EXERCISE GOAL: Find each line of the entries with the string "below", please, and copy it.

Saved data entries
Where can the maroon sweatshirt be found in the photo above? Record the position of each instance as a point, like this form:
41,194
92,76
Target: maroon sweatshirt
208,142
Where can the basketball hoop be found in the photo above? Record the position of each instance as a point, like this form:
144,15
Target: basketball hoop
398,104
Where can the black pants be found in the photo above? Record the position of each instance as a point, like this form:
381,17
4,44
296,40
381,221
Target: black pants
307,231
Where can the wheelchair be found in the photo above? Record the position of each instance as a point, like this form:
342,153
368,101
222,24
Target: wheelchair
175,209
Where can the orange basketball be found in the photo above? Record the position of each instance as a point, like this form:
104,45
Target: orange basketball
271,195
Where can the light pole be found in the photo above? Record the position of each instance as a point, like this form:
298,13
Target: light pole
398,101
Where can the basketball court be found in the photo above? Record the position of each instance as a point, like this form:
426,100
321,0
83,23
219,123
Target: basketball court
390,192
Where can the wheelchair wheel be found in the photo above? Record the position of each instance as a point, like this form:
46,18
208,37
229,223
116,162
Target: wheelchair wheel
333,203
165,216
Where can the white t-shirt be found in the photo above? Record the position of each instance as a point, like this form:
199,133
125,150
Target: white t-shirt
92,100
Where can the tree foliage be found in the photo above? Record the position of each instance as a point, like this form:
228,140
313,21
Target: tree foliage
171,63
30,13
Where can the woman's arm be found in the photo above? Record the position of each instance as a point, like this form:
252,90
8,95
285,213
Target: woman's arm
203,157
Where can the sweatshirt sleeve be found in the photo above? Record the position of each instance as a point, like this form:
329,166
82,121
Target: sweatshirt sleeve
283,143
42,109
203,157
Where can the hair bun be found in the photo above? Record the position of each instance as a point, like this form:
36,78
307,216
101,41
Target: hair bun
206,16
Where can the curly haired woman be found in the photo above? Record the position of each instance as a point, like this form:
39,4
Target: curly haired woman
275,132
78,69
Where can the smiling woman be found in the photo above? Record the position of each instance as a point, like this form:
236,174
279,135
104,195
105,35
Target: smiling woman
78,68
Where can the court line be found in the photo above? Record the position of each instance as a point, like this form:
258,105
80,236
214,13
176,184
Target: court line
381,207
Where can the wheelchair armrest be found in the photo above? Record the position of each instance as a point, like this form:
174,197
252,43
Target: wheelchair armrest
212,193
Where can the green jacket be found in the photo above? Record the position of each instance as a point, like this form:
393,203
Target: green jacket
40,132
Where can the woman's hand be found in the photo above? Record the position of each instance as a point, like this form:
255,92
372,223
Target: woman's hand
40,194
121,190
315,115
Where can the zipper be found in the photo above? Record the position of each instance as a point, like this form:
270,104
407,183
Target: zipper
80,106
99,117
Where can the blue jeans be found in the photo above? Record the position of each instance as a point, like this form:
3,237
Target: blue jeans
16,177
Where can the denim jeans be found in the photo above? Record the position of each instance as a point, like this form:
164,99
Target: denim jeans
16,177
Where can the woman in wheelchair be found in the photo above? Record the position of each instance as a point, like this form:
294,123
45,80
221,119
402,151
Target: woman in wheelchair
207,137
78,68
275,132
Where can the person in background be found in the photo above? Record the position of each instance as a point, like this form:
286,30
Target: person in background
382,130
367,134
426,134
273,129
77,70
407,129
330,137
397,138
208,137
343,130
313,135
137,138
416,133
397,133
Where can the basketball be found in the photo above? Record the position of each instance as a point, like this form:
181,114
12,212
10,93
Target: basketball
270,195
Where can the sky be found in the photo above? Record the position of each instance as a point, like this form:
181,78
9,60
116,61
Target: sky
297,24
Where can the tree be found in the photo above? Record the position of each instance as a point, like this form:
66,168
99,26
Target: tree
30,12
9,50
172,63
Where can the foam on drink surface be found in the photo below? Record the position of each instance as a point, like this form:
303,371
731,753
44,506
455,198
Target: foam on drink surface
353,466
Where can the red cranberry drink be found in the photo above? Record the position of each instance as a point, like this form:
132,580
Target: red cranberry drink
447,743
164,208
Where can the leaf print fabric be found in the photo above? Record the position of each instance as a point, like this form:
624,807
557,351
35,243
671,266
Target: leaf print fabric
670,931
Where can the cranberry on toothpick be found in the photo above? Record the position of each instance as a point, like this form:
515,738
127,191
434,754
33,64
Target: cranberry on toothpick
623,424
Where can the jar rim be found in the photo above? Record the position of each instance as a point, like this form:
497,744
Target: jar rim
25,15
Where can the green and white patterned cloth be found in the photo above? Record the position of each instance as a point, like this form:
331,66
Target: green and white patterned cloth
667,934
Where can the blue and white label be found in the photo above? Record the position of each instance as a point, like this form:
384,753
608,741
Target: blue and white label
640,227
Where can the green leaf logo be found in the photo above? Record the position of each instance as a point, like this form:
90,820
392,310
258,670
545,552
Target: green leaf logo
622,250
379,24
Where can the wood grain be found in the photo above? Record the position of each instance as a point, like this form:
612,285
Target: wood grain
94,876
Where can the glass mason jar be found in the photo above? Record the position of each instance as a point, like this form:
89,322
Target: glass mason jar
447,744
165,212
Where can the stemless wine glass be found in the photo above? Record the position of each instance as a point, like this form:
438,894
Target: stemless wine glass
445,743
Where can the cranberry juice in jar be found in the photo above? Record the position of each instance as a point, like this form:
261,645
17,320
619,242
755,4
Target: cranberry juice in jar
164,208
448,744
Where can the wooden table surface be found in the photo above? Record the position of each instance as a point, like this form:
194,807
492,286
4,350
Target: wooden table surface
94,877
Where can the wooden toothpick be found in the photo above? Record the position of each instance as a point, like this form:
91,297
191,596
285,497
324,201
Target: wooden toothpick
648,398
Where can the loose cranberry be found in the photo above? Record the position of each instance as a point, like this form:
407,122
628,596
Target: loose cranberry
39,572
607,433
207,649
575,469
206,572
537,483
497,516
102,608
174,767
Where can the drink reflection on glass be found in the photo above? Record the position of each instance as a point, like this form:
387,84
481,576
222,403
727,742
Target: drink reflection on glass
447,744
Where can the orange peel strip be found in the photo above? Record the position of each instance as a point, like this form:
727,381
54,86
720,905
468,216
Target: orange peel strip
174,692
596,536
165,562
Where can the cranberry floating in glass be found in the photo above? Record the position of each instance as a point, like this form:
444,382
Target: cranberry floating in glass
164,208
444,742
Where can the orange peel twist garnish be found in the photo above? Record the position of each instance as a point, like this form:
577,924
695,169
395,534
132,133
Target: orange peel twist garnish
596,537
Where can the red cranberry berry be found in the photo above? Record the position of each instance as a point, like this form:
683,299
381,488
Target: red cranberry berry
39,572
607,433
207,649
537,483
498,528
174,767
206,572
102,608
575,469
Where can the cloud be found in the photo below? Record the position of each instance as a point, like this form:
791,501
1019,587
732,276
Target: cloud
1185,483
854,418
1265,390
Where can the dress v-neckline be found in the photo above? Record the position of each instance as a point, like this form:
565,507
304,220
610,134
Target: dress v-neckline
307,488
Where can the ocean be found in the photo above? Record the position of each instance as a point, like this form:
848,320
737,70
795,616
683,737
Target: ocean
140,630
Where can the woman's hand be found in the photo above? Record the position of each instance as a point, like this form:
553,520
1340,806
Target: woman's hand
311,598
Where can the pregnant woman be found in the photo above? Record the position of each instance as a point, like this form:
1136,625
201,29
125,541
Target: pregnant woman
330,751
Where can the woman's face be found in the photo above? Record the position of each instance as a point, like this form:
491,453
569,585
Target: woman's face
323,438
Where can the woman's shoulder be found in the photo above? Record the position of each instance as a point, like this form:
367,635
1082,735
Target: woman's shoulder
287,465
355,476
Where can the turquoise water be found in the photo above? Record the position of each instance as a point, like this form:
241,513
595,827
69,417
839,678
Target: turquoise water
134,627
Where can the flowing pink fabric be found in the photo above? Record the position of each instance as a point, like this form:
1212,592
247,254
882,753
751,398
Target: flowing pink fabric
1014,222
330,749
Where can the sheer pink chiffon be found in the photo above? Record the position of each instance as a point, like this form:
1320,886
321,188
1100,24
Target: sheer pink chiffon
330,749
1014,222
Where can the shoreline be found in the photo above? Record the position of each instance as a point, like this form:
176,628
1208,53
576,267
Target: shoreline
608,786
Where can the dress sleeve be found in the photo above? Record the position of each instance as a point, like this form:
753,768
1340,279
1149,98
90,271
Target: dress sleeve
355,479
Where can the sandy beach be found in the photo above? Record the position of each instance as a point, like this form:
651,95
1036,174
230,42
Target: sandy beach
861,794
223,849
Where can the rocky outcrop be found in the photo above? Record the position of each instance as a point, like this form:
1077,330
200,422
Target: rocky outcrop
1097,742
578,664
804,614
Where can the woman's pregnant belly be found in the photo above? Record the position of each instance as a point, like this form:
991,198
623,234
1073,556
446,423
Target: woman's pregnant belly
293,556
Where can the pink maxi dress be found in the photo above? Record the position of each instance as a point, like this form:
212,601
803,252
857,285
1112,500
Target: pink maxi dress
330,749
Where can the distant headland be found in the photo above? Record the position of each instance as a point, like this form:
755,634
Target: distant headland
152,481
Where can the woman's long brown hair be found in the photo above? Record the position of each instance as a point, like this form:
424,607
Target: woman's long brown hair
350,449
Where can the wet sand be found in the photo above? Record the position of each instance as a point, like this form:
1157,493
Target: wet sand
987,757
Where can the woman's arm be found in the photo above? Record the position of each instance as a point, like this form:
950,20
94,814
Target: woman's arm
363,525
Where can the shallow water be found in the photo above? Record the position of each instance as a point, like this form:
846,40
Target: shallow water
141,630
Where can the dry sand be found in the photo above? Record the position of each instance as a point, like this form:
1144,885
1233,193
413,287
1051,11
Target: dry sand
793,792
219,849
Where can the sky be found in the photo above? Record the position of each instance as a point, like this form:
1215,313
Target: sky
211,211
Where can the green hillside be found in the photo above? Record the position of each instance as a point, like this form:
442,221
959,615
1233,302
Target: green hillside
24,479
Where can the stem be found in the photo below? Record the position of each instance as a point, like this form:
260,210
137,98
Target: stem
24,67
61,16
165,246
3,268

OUTPUT OF THE TASK:
Where can the foam on drink surface be found in the photo below? Record the position of each instance as a point, like this form:
Where can the cloud be found in the photo below? Record the position of each instance as a point, like this form:
Where can the stem be found in the photo below? Record the position of each instance as a point, like this form:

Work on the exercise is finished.